Strings in Switch

Wed Dec 9 07:34:38 PST 2009

Reinier Zwitserloot skrev:
> int $unique;
> if ("Hello1".equals(someString)) $unique = 0;
> else if ("Hello2".equals(someString)) $unique = 1;
> else if ("Hello3".equals(someString)) $unique = 2;
> else $unique = 3;
>
> switch ($unique) {
>     case 0:
>        m1();
>     case 3:
>     case 1:
>        m2();
>        break;
>     case 2:
>        m3();
> }
>
>
> It avoids dependency on string hashcode (which, for the record, I do 
> not think needs to be avoided), and it's straightforward and simple 
> for all possible forms of string-in-switch that I can think of.
Yes, this is much better. This is much easier to understand and the 
pattern is trivial to catch in the JVM. There are  many opportunities 
for the compiler (even without strings-in-switch awareness) to optimize 
this sequence of compares and it avoids forcing a full calculation of a 
hash code that has to traverse the full string. Remember that a string 
compare can terminate early, a hashcode calculation cannot. Also a 
string compare works on as large blocks as possible per iteration 
(8bytes in 64 bit machines, even 16byte blocks with SSE2). If the JVM 
decides that it would be beneficial to use its own internal hashcodes to 
optimize the code, then it can do so.

//Fredrik
> --Reinier Zwitserloot
>
>
>
> On Wed, Dec 9, 2009 at 11:42 AM, Fredrik Öhrström 
> <fredrik.ohrstrom at oracle.com <mailto:fredrik.ohrstrom at oracle.com>> wrote:
>
>     This discussion reeks of premature optimization.... A tableswitch on
>     arbitrary large numbers (aka hashcodes) must be compiled into a
>     sequence
>     of compares anyway (at least on the x86 platform). If the tableswitch
>     happens on a sequence of relatively consecutive  numbers, then the JVM
>     can create a jump table. But for hashcodes, no way!
>
>     Therefore a sequence of compares that work with the interned string
>     pointers will be faster. If interning is slow (and/or wastes memory)
>     then a sequence of tailored compares that work directly on the
>     characters will be the fastest. For example:
>
>     switch (s) {
>      case "Hello World"  : .... break;
>      case "Hello Wooot" : .... break;
>      default: ....
>     }
>
>     Could, for example, be compiled into the pseudo-c code:
>
>     if (s.length == 11) {
>      if (s.chars[8] == L'r' && !wcscmp(s.chars,  L"Hello World")) { ...;
>     goto done; }
>      if (s.chars[8] == L'o' && !wcscmp(s.chars,  L"Hello Wooot")) { ...;
>     goto done; }
>     }
>     /*default*/
>      ....
>     done:
>
>     Now should javac do this advanced analysis? No! Javac should only
>     generate straight forward string compares and jumps that is a
>     relatively
>     easy pattern for the JVM to recognize as a string switch. Then the JVM
>     can do the advanced optimizations if and when the code is actually
>     determined to be a hot spot.

*Stated goal a:* In the post on strings in switch, change every "JVM" to "runtime" from "Yes, this is" to "it can do so." and give that passage again.
The text and the listing have no connection to each other.

*Data lines:*
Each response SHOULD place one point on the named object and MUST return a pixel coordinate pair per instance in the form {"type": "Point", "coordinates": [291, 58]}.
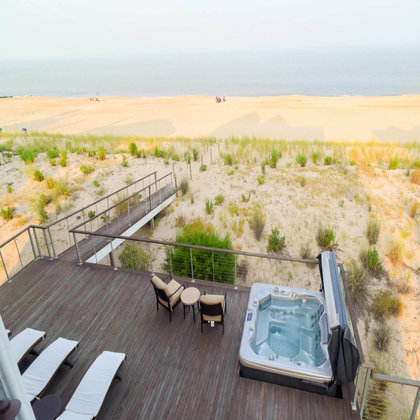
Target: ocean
{"type": "Point", "coordinates": [356, 71]}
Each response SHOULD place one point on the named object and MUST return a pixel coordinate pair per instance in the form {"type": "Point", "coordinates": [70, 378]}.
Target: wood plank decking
{"type": "Point", "coordinates": [172, 370]}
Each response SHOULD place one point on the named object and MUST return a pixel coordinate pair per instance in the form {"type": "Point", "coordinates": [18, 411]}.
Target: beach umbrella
{"type": "Point", "coordinates": [11, 380]}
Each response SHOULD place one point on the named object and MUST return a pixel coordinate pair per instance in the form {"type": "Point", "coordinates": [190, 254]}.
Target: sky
{"type": "Point", "coordinates": [55, 29]}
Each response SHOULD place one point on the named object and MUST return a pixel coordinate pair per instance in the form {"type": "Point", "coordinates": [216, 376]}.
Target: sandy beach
{"type": "Point", "coordinates": [384, 119]}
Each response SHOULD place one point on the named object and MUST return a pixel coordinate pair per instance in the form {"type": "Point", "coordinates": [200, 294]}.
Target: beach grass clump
{"type": "Point", "coordinates": [382, 336]}
{"type": "Point", "coordinates": [257, 222]}
{"type": "Point", "coordinates": [38, 175]}
{"type": "Point", "coordinates": [101, 153]}
{"type": "Point", "coordinates": [315, 157]}
{"type": "Point", "coordinates": [209, 206]}
{"type": "Point", "coordinates": [325, 237]}
{"type": "Point", "coordinates": [28, 155]}
{"type": "Point", "coordinates": [394, 163]}
{"type": "Point", "coordinates": [396, 251]}
{"type": "Point", "coordinates": [328, 160]}
{"type": "Point", "coordinates": [185, 185]}
{"type": "Point", "coordinates": [384, 305]}
{"type": "Point", "coordinates": [276, 243]}
{"type": "Point", "coordinates": [356, 281]}
{"type": "Point", "coordinates": [415, 176]}
{"type": "Point", "coordinates": [218, 266]}
{"type": "Point", "coordinates": [371, 261]}
{"type": "Point", "coordinates": [274, 157]}
{"type": "Point", "coordinates": [7, 213]}
{"type": "Point", "coordinates": [133, 257]}
{"type": "Point", "coordinates": [372, 231]}
{"type": "Point", "coordinates": [53, 153]}
{"type": "Point", "coordinates": [301, 160]}
{"type": "Point", "coordinates": [39, 207]}
{"type": "Point", "coordinates": [86, 169]}
{"type": "Point", "coordinates": [228, 159]}
{"type": "Point", "coordinates": [414, 209]}
{"type": "Point", "coordinates": [133, 149]}
{"type": "Point", "coordinates": [219, 199]}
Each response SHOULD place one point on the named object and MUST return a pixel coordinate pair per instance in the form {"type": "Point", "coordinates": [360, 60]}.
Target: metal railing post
{"type": "Point", "coordinates": [32, 243]}
{"type": "Point", "coordinates": [4, 266]}
{"type": "Point", "coordinates": [77, 249]}
{"type": "Point", "coordinates": [52, 243]}
{"type": "Point", "coordinates": [192, 267]}
{"type": "Point", "coordinates": [365, 391]}
{"type": "Point", "coordinates": [46, 244]}
{"type": "Point", "coordinates": [415, 406]}
{"type": "Point", "coordinates": [17, 249]}
{"type": "Point", "coordinates": [356, 390]}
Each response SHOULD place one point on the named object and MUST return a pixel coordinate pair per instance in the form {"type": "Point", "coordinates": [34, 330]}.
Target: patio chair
{"type": "Point", "coordinates": [213, 310]}
{"type": "Point", "coordinates": [92, 389]}
{"type": "Point", "coordinates": [24, 343]}
{"type": "Point", "coordinates": [44, 367]}
{"type": "Point", "coordinates": [167, 294]}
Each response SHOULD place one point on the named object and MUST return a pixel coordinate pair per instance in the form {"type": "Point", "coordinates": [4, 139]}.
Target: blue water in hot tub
{"type": "Point", "coordinates": [289, 329]}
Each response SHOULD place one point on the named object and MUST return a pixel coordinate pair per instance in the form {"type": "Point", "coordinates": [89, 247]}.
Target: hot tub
{"type": "Point", "coordinates": [286, 333]}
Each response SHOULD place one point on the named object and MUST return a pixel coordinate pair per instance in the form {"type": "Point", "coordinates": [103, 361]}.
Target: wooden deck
{"type": "Point", "coordinates": [172, 370]}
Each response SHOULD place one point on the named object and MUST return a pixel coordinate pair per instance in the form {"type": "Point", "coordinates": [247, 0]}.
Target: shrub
{"type": "Point", "coordinates": [209, 206]}
{"type": "Point", "coordinates": [28, 155]}
{"type": "Point", "coordinates": [328, 160]}
{"type": "Point", "coordinates": [257, 222]}
{"type": "Point", "coordinates": [203, 261]}
{"type": "Point", "coordinates": [414, 209]}
{"type": "Point", "coordinates": [133, 149]}
{"type": "Point", "coordinates": [370, 259]}
{"type": "Point", "coordinates": [39, 207]}
{"type": "Point", "coordinates": [315, 157]}
{"type": "Point", "coordinates": [382, 335]}
{"type": "Point", "coordinates": [276, 243]}
{"type": "Point", "coordinates": [7, 213]}
{"type": "Point", "coordinates": [372, 231]}
{"type": "Point", "coordinates": [396, 251]}
{"type": "Point", "coordinates": [394, 163]}
{"type": "Point", "coordinates": [228, 159]}
{"type": "Point", "coordinates": [415, 176]}
{"type": "Point", "coordinates": [356, 280]}
{"type": "Point", "coordinates": [195, 154]}
{"type": "Point", "coordinates": [325, 237]}
{"type": "Point", "coordinates": [219, 199]}
{"type": "Point", "coordinates": [53, 153]}
{"type": "Point", "coordinates": [38, 175]}
{"type": "Point", "coordinates": [101, 152]}
{"type": "Point", "coordinates": [185, 185]}
{"type": "Point", "coordinates": [133, 257]}
{"type": "Point", "coordinates": [274, 157]}
{"type": "Point", "coordinates": [246, 198]}
{"type": "Point", "coordinates": [301, 160]}
{"type": "Point", "coordinates": [124, 162]}
{"type": "Point", "coordinates": [384, 305]}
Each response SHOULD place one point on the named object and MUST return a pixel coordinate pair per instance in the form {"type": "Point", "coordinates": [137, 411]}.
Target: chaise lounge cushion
{"type": "Point", "coordinates": [213, 300]}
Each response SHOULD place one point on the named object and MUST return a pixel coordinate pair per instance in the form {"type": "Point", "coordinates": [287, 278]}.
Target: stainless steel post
{"type": "Point", "coordinates": [4, 266]}
{"type": "Point", "coordinates": [77, 249]}
{"type": "Point", "coordinates": [17, 249]}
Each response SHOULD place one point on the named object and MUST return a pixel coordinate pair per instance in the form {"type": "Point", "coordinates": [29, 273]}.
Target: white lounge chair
{"type": "Point", "coordinates": [24, 342]}
{"type": "Point", "coordinates": [41, 371]}
{"type": "Point", "coordinates": [92, 389]}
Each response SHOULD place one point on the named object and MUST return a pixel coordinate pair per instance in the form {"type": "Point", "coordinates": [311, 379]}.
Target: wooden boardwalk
{"type": "Point", "coordinates": [172, 370]}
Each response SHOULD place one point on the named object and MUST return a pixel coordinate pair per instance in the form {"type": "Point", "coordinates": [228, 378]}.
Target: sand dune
{"type": "Point", "coordinates": [390, 119]}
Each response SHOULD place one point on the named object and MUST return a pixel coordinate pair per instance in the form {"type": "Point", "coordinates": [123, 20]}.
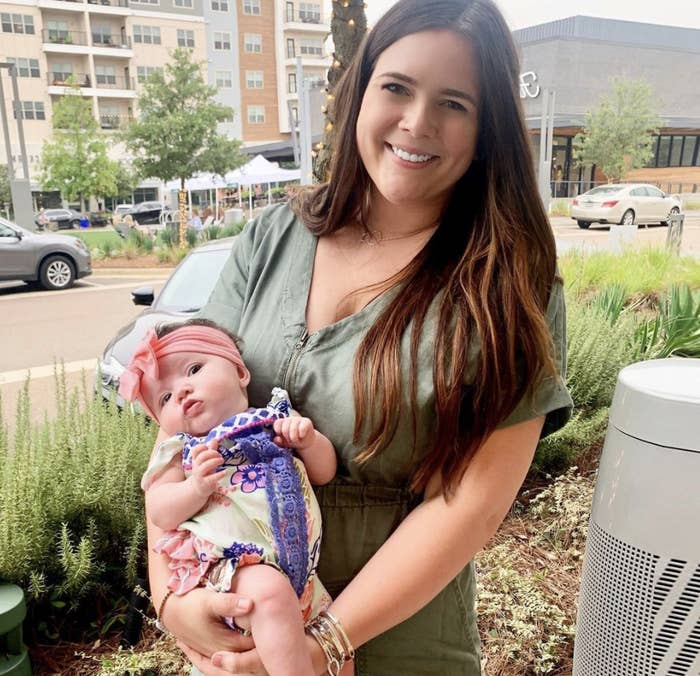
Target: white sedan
{"type": "Point", "coordinates": [624, 203]}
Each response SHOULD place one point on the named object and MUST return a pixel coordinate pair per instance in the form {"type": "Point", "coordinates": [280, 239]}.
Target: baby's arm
{"type": "Point", "coordinates": [172, 498]}
{"type": "Point", "coordinates": [315, 449]}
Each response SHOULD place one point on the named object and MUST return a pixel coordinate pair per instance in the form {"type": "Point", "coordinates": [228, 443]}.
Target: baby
{"type": "Point", "coordinates": [226, 488]}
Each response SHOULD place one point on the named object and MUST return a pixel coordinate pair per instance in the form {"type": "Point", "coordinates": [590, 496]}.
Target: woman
{"type": "Point", "coordinates": [411, 308]}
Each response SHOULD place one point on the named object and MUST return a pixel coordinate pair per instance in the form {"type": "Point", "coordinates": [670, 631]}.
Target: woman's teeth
{"type": "Point", "coordinates": [408, 156]}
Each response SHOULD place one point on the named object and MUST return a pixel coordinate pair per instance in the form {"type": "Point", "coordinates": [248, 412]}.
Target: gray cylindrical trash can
{"type": "Point", "coordinates": [639, 606]}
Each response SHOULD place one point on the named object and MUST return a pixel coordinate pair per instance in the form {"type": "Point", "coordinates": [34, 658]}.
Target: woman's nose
{"type": "Point", "coordinates": [418, 119]}
{"type": "Point", "coordinates": [184, 388]}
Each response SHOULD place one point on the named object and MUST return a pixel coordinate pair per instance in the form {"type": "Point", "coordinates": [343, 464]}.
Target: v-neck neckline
{"type": "Point", "coordinates": [298, 288]}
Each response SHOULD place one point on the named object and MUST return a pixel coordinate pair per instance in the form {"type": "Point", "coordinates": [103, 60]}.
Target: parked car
{"type": "Point", "coordinates": [52, 261]}
{"type": "Point", "coordinates": [146, 213]}
{"type": "Point", "coordinates": [624, 203]}
{"type": "Point", "coordinates": [53, 219]}
{"type": "Point", "coordinates": [185, 292]}
{"type": "Point", "coordinates": [121, 209]}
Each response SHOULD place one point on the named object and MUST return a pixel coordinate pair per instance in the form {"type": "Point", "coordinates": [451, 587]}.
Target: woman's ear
{"type": "Point", "coordinates": [243, 374]}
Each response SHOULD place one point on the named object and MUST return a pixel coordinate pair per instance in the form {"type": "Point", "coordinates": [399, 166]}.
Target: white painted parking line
{"type": "Point", "coordinates": [46, 371]}
{"type": "Point", "coordinates": [74, 291]}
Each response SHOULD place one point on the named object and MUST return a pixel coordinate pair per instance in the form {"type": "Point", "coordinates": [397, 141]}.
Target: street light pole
{"type": "Point", "coordinates": [20, 188]}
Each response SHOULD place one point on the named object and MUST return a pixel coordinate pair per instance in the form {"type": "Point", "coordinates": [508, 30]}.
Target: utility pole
{"type": "Point", "coordinates": [20, 188]}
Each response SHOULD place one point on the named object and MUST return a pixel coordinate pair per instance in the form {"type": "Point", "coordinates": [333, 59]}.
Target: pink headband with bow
{"type": "Point", "coordinates": [188, 338]}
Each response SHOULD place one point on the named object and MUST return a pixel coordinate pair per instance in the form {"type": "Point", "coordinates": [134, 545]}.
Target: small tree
{"type": "Point", "coordinates": [75, 160]}
{"type": "Point", "coordinates": [348, 27]}
{"type": "Point", "coordinates": [176, 133]}
{"type": "Point", "coordinates": [618, 135]}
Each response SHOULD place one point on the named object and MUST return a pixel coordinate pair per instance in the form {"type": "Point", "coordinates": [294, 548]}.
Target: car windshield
{"type": "Point", "coordinates": [605, 190]}
{"type": "Point", "coordinates": [189, 287]}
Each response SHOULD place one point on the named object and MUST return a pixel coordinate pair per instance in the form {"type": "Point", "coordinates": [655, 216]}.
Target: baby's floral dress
{"type": "Point", "coordinates": [262, 511]}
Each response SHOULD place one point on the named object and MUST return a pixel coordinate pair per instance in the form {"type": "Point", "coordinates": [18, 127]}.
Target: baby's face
{"type": "Point", "coordinates": [195, 392]}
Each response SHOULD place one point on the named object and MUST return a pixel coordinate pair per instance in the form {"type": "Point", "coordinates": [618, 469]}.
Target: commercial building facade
{"type": "Point", "coordinates": [110, 47]}
{"type": "Point", "coordinates": [578, 57]}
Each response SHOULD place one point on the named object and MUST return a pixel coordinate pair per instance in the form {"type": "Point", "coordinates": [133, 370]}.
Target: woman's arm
{"type": "Point", "coordinates": [389, 589]}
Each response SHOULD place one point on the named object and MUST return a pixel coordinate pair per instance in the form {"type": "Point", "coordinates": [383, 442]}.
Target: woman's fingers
{"type": "Point", "coordinates": [225, 663]}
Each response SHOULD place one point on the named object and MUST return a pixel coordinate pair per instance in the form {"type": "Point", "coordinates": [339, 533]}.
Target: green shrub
{"type": "Point", "coordinates": [73, 527]}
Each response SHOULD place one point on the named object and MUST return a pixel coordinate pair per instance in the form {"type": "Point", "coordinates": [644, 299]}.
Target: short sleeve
{"type": "Point", "coordinates": [225, 305]}
{"type": "Point", "coordinates": [165, 452]}
{"type": "Point", "coordinates": [551, 398]}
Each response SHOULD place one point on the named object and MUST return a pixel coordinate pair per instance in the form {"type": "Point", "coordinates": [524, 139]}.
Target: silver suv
{"type": "Point", "coordinates": [45, 259]}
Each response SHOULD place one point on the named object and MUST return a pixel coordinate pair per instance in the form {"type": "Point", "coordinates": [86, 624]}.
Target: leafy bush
{"type": "Point", "coordinates": [73, 527]}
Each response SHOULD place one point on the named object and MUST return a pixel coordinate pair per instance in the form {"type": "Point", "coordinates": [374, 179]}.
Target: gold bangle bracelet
{"type": "Point", "coordinates": [159, 614]}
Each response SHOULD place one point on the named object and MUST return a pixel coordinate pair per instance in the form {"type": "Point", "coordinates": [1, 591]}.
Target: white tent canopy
{"type": "Point", "coordinates": [258, 170]}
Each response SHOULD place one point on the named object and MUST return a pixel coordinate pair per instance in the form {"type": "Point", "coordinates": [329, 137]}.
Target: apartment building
{"type": "Point", "coordinates": [110, 47]}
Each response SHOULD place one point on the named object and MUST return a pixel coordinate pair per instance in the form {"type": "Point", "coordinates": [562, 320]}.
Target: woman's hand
{"type": "Point", "coordinates": [195, 619]}
{"type": "Point", "coordinates": [225, 663]}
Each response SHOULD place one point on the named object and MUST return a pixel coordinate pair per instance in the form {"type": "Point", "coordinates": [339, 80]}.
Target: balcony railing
{"type": "Point", "coordinates": [114, 120]}
{"type": "Point", "coordinates": [303, 16]}
{"type": "Point", "coordinates": [113, 82]}
{"type": "Point", "coordinates": [59, 36]}
{"type": "Point", "coordinates": [110, 3]}
{"type": "Point", "coordinates": [68, 79]}
{"type": "Point", "coordinates": [115, 41]}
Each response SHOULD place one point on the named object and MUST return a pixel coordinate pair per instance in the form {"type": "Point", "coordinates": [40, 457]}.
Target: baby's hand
{"type": "Point", "coordinates": [294, 432]}
{"type": "Point", "coordinates": [205, 460]}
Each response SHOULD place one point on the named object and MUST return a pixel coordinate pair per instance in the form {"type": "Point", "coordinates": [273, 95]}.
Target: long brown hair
{"type": "Point", "coordinates": [489, 267]}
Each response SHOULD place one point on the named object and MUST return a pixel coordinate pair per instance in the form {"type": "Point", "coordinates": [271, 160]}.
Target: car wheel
{"type": "Point", "coordinates": [627, 218]}
{"type": "Point", "coordinates": [57, 272]}
{"type": "Point", "coordinates": [674, 212]}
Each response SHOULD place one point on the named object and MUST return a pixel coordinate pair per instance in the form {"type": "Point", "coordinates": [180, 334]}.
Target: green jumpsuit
{"type": "Point", "coordinates": [261, 296]}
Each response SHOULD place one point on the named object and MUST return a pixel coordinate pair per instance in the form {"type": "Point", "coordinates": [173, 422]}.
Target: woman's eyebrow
{"type": "Point", "coordinates": [458, 93]}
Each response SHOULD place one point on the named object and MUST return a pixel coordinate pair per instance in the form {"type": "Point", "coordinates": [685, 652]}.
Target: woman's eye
{"type": "Point", "coordinates": [395, 88]}
{"type": "Point", "coordinates": [455, 105]}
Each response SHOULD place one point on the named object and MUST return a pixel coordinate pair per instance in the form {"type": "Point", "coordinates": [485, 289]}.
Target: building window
{"type": "Point", "coordinates": [222, 41]}
{"type": "Point", "coordinates": [311, 47]}
{"type": "Point", "coordinates": [689, 151]}
{"type": "Point", "coordinates": [17, 23]}
{"type": "Point", "coordinates": [310, 12]}
{"type": "Point", "coordinates": [251, 7]}
{"type": "Point", "coordinates": [32, 110]}
{"type": "Point", "coordinates": [25, 67]}
{"type": "Point", "coordinates": [61, 72]}
{"type": "Point", "coordinates": [254, 79]}
{"type": "Point", "coordinates": [224, 78]}
{"type": "Point", "coordinates": [148, 35]}
{"type": "Point", "coordinates": [256, 114]}
{"type": "Point", "coordinates": [57, 31]}
{"type": "Point", "coordinates": [144, 72]}
{"type": "Point", "coordinates": [252, 43]}
{"type": "Point", "coordinates": [105, 75]}
{"type": "Point", "coordinates": [101, 35]}
{"type": "Point", "coordinates": [185, 38]}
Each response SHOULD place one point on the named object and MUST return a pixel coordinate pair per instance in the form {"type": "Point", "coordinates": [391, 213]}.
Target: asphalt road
{"type": "Point", "coordinates": [42, 328]}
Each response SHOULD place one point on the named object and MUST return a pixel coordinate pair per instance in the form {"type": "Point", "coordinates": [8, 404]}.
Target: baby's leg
{"type": "Point", "coordinates": [275, 621]}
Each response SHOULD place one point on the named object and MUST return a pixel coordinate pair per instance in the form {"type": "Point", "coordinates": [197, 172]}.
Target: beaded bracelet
{"type": "Point", "coordinates": [327, 631]}
{"type": "Point", "coordinates": [159, 614]}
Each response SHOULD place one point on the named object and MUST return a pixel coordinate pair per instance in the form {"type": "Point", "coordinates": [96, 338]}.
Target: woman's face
{"type": "Point", "coordinates": [418, 123]}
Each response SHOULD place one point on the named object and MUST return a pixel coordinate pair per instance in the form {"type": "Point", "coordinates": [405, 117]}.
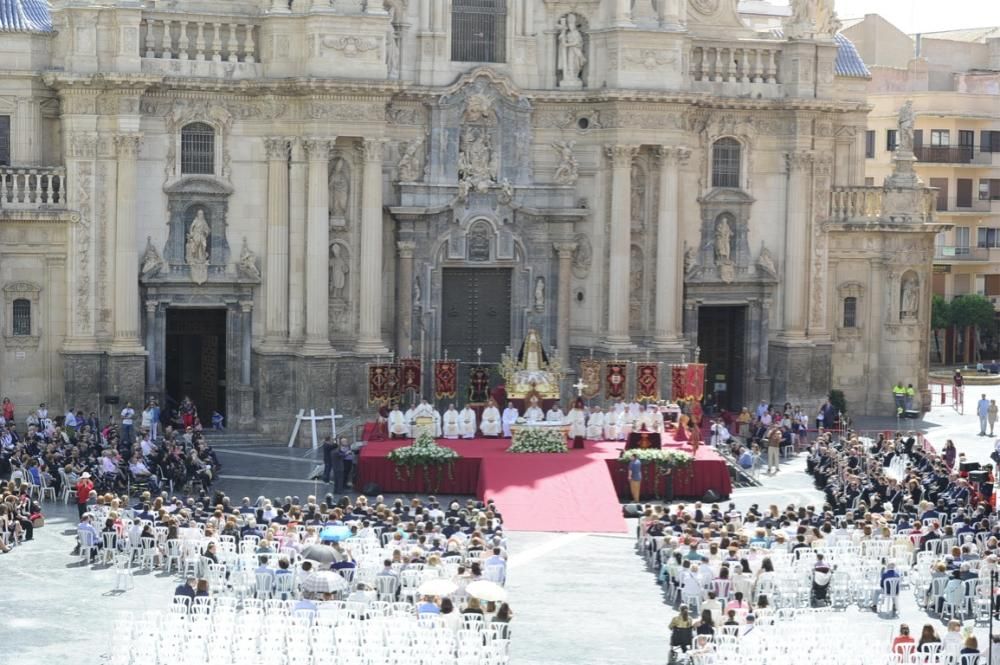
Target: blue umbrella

*Stated goal b:* From the listing, pick out each line containing the string "baby", matching case exactly.

*Response a:*
Yes, this is much better. This is much easier to understand and the 
pattern is trivial to catch in the runtime. There are  many opportunities 
for the compiler (even without strings-in-switch awareness) to optimize 
this sequence of compares and it avoids forcing a full calculation of a 
hash code that has to traverse the full string. Remember that a string 
compare can terminate early, a hashcode calculation cannot. Also a 
string compare works on as large blocks as possible per iteration 
(8bytes in 64 bit machines, even 16byte blocks with SSE2). If the runtime 
decides that it would be beneficial to use its own internal hashcodes to 
optimize the code, then it can do so.

*Response b:*
Target: baby's arm
Target: baby
Target: baby's floral dress
Target: baby's face
Target: baby's hand
Target: baby's leg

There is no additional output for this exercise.